TEXTO CITADO:
•••••

Si bien “Psicosis” (Psycho, 1960), de Alfred Hitchcock, en su etapa americana, llevaba la vulgaridad típica de la novelística basura de Robert Bloch, depurada por la destreza técnica y estilo propio del “Maestro del Suspenso”, sin abandonar del todo sus elementos de Serie B (ese tufillo a bagatela de la trama, con sus secretarias ladronas en paños menores, moteles venidos a menos, y una inútil explicación seudo psicológica final de la conducta criminal, en un retrato sombrío de la clase media americana), a marcar un antes y un después en el cine de terror, abandonando de una vez por todas al monstruo gótico (el vampiro, la criatura de Frankenstein o el hombre lobo), por un monstruo real y cotidiano -el asesino serial-, alienado por la urbanidad post industrial, lo barato y retorcido de las novelitas de kiosco -el Gran Guiñol omnipresente y siempre popular-, se trasladaría al celuloide con intención cosmopolita, con un telón de fondo rancio, clasicista, herencia del pasado romano que aún lo ensombrece todo, donde se mueven unos personajes elegantes, de clase alta (o que aspiran a la clase alta), con intereses artísticos marcados, para delimitar al giallo italiano. Así, si en América lo vulgar se decanta en la maestría hitchcockiana, en Italia, la truculencia descansa sobre un fondo pictórico exquisito. En ambos casos, la aspereza típica de lo policial -y policíaco-, tiende a la estética formal.
Mientras el escritor estadounidense Sam Dalmas (Tony Musante), pasa las vacaciones en Roma, con intención de vencer su bloqueo de escritor, al lado de su novia inglesa Julia (Suzi Kendall), es testigo -desde el otro lado de la calle-, de lo que parece ser un intento de asesinato, en una galería de arte, cuyas puertas de vidrio terminarán atrapándolo cuando, el que parece ser el asesino, con guantes, sombrero e impermeable, las cierre tras él y la mujer herida, quien resulta ser Monica Ranieri (Eva Renzi), esposa del dueño de la galería, se arrastre por el suelo, en su conjunto blanco, ensangrentado, pidiéndole una ayuda angustiada.
Sam, obsesionado con el caso, ayudará en las pesquisas al Inspector Morosini (Enrico Maria Salerno), una vez que este lo descarte como sospechoso, exponiéndose peligrosamente, tanto él como a su novia, a las amenazas de muerte -esta se ve asediada por el asesino, que picotea la puerta con un puñal, en un difuso antecedente del Jack Torrance derribando la puerta (tras la que se esconde su esposa) a hachazos, interpretado por Jack Nicholson, en la película “El resplandor”, de Kubrick-, mientras las muertes -que parecen relacionar este caso con el de un asesino serial, suelto por la ciudad-, continúan implacables. Morosini alimenta la obsesión de Sam, alentándolo a investigar, prestándole de paso a algunos inútiles guardaespaldas, que lo llevan a la cárcel, donde interroga al proxeneta de una de las víctimas y, de este, al autor de una pintura que, otra víctima, había vendido en la tienda donde trabajara antes de morir.

•••••

DATOS PROPORCIONADOS:

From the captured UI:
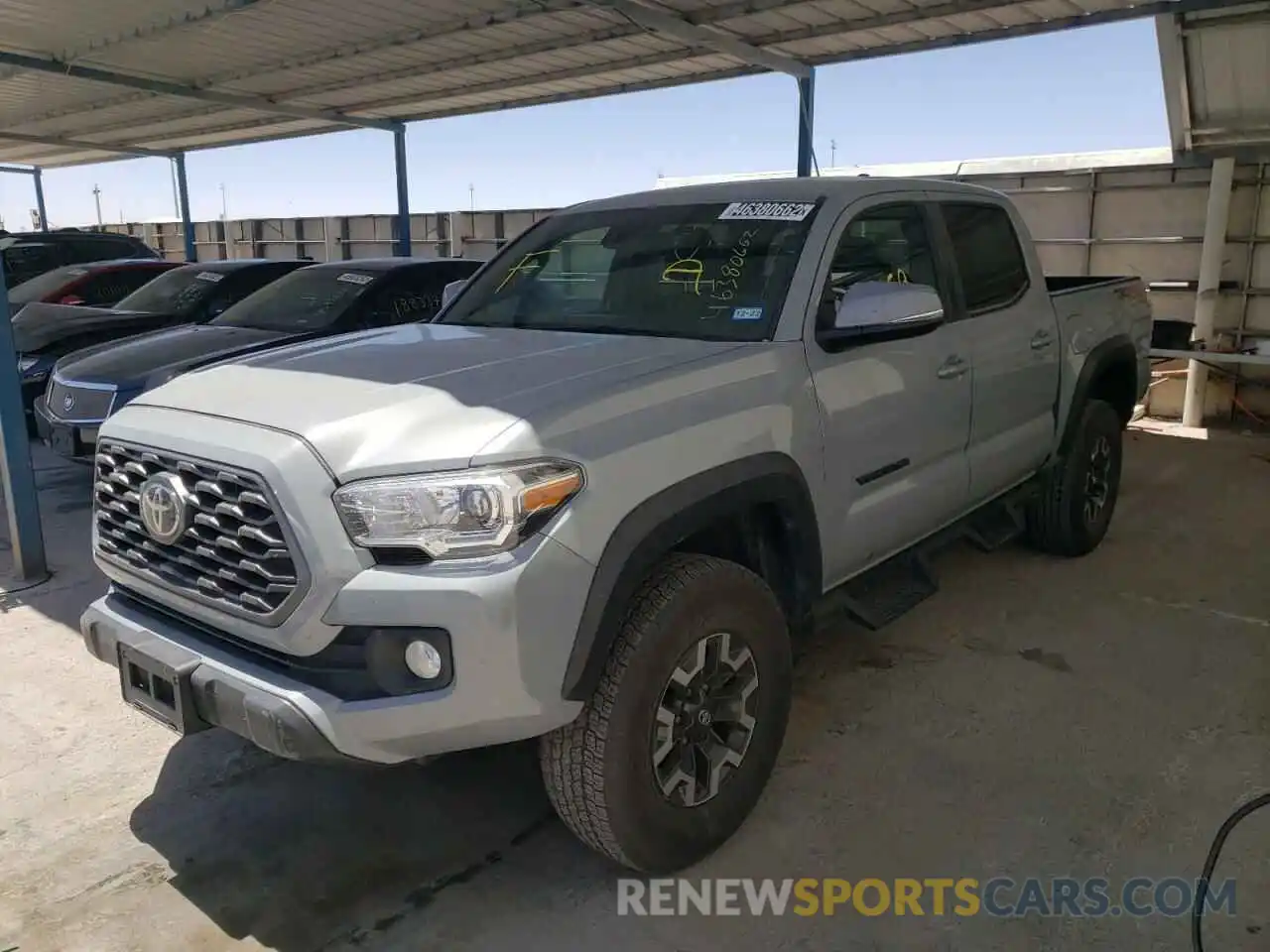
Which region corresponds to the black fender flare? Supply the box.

•••••

CONSIGNA:
Resume de forma más breve el párrafo del texto citado que empieza con «Mientras el escritor estadounidense Sam Dalmas», sin omitir sus hechos principales.

EJERCICIO RESUELTO:
Sam Dalmas (Tony Musante), un escritor estadounidense, pasa las vacaciones en Roma con su novia inglesa Julia (Suzi Kendall) para superar su bloqueo de escritor. Desde el otro lado de la calle presencia lo que parece un intento de asesinato en una galería de arte. El aparente asesino, con guantes, sombrero e impermeable, cierra las puertas de vidrio, que terminan atrapando a Sam. Mientras tanto, la víctima, Monica Ranieri (Eva Renzi), esposa del dueño de la galería, se arrastra por el suelo con su conjunto blanco ensangrentado y le pide ayuda angustiada.